#### Action item
Go through the entries below and copy each line containing the word "setting".

Stored data entries:
-=-=-

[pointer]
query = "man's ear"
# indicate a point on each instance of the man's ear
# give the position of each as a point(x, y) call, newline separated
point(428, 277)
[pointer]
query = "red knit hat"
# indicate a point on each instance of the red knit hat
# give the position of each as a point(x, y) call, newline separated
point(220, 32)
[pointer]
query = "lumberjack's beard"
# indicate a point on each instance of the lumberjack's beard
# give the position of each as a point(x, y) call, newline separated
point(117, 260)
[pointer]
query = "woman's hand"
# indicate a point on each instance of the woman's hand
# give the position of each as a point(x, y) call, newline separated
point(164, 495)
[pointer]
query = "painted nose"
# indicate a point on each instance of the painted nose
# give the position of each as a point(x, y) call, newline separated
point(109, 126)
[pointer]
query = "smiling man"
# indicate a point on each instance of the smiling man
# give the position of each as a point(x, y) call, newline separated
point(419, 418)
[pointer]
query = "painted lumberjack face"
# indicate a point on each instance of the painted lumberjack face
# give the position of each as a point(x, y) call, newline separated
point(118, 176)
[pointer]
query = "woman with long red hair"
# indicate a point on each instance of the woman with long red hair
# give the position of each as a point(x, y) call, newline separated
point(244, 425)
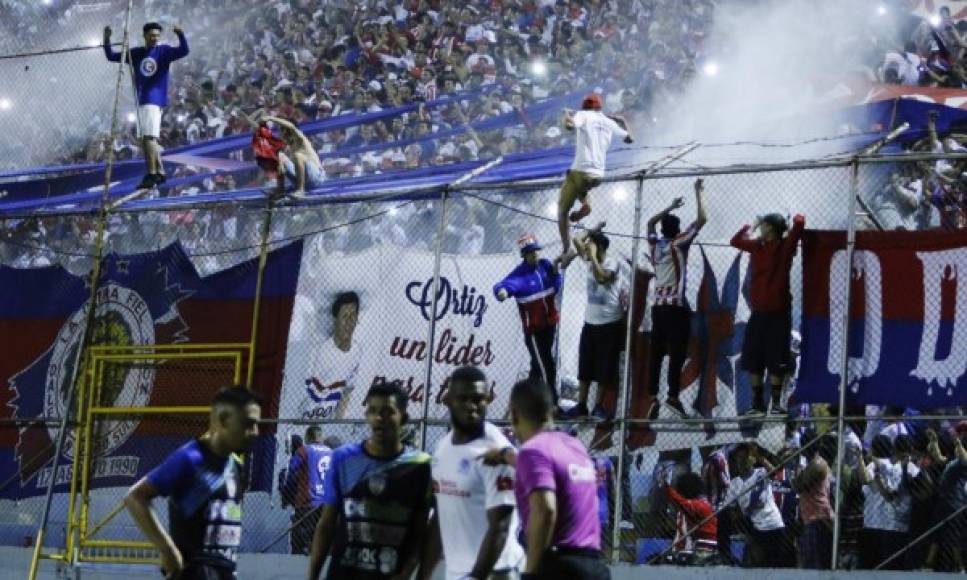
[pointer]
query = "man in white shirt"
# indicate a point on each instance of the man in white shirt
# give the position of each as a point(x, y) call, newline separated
point(768, 544)
point(887, 505)
point(594, 131)
point(671, 315)
point(469, 492)
point(602, 337)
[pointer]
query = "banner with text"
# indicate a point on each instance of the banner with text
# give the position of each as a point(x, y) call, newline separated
point(908, 319)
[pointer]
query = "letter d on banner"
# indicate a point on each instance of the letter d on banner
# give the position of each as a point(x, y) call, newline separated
point(866, 266)
point(937, 268)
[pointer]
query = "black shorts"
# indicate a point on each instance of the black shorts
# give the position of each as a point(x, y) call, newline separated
point(766, 344)
point(573, 565)
point(599, 351)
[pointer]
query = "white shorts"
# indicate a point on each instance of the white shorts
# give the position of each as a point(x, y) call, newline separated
point(149, 120)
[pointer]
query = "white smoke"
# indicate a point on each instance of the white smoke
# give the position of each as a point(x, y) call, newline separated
point(770, 72)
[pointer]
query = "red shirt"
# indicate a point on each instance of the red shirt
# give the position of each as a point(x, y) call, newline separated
point(694, 511)
point(266, 145)
point(771, 263)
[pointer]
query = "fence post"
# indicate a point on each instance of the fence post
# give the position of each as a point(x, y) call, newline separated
point(844, 358)
point(621, 412)
point(257, 303)
point(431, 331)
point(80, 359)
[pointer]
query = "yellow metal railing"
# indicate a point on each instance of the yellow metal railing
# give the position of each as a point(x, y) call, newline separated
point(81, 545)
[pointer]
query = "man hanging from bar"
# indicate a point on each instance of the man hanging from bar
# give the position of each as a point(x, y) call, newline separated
point(594, 130)
point(766, 343)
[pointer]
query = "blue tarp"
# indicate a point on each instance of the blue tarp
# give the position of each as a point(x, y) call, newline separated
point(66, 190)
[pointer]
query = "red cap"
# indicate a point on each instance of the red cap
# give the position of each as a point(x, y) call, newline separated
point(592, 101)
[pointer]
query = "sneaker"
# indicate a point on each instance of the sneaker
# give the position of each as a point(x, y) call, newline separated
point(576, 412)
point(676, 405)
point(147, 182)
point(600, 414)
point(754, 411)
point(580, 213)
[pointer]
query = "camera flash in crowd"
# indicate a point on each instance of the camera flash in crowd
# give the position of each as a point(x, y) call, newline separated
point(538, 68)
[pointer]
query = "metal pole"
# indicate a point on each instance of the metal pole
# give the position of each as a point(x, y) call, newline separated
point(80, 358)
point(437, 263)
point(854, 202)
point(431, 331)
point(263, 258)
point(623, 396)
point(844, 360)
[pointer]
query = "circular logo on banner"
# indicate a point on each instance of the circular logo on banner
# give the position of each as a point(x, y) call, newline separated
point(149, 66)
point(122, 318)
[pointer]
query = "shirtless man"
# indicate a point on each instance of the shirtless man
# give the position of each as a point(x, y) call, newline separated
point(299, 162)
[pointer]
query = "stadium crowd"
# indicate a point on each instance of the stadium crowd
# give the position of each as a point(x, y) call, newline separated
point(303, 62)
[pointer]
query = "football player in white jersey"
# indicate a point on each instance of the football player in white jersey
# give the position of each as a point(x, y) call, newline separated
point(468, 492)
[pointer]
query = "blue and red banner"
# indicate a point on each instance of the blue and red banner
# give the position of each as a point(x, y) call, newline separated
point(908, 318)
point(152, 298)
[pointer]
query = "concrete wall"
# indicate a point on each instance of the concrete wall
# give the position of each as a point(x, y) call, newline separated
point(15, 563)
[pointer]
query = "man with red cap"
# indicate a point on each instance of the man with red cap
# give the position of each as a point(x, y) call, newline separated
point(535, 283)
point(594, 131)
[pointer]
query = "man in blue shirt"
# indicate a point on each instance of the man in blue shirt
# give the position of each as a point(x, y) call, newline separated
point(376, 501)
point(150, 63)
point(203, 481)
point(304, 483)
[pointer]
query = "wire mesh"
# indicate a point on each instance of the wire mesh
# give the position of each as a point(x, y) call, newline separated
point(362, 313)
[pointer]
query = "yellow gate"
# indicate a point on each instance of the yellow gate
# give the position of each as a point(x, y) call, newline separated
point(111, 404)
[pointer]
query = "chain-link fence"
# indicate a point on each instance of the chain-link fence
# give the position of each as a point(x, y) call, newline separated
point(710, 483)
point(710, 376)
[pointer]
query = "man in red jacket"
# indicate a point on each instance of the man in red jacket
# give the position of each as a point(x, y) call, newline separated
point(766, 344)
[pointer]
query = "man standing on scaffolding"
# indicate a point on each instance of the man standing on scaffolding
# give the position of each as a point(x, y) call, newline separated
point(150, 63)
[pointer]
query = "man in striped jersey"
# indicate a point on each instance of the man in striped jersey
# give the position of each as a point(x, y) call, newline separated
point(670, 315)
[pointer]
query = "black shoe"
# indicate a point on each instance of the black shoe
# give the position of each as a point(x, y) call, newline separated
point(755, 411)
point(147, 182)
point(577, 411)
point(676, 406)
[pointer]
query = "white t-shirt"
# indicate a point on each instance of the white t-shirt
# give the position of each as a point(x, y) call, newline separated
point(328, 380)
point(465, 489)
point(594, 132)
point(604, 300)
point(757, 503)
point(880, 513)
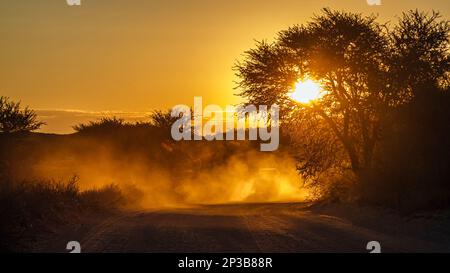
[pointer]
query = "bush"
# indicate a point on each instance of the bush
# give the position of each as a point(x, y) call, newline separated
point(30, 207)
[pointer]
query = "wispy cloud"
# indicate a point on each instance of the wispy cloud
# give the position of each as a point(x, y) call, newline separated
point(61, 121)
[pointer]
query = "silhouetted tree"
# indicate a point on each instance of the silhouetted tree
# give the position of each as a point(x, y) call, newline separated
point(13, 118)
point(365, 70)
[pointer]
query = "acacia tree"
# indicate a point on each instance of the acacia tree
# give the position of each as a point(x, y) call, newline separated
point(15, 119)
point(357, 61)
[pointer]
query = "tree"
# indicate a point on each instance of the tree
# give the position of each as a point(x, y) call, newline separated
point(15, 119)
point(358, 63)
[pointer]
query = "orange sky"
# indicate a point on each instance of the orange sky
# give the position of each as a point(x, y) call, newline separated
point(136, 55)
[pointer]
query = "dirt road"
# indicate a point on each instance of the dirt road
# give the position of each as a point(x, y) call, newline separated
point(242, 228)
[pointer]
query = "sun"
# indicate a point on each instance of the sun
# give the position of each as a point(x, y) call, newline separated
point(306, 91)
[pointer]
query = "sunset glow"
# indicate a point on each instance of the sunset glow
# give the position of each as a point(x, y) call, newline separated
point(306, 91)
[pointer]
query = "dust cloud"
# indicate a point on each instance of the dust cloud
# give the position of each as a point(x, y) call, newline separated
point(173, 174)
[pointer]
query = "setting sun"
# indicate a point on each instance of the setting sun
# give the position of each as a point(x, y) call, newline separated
point(306, 91)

-=-=-

#### Expected answer
query = "setting sun"
# indicate a point on each instance of the setting sun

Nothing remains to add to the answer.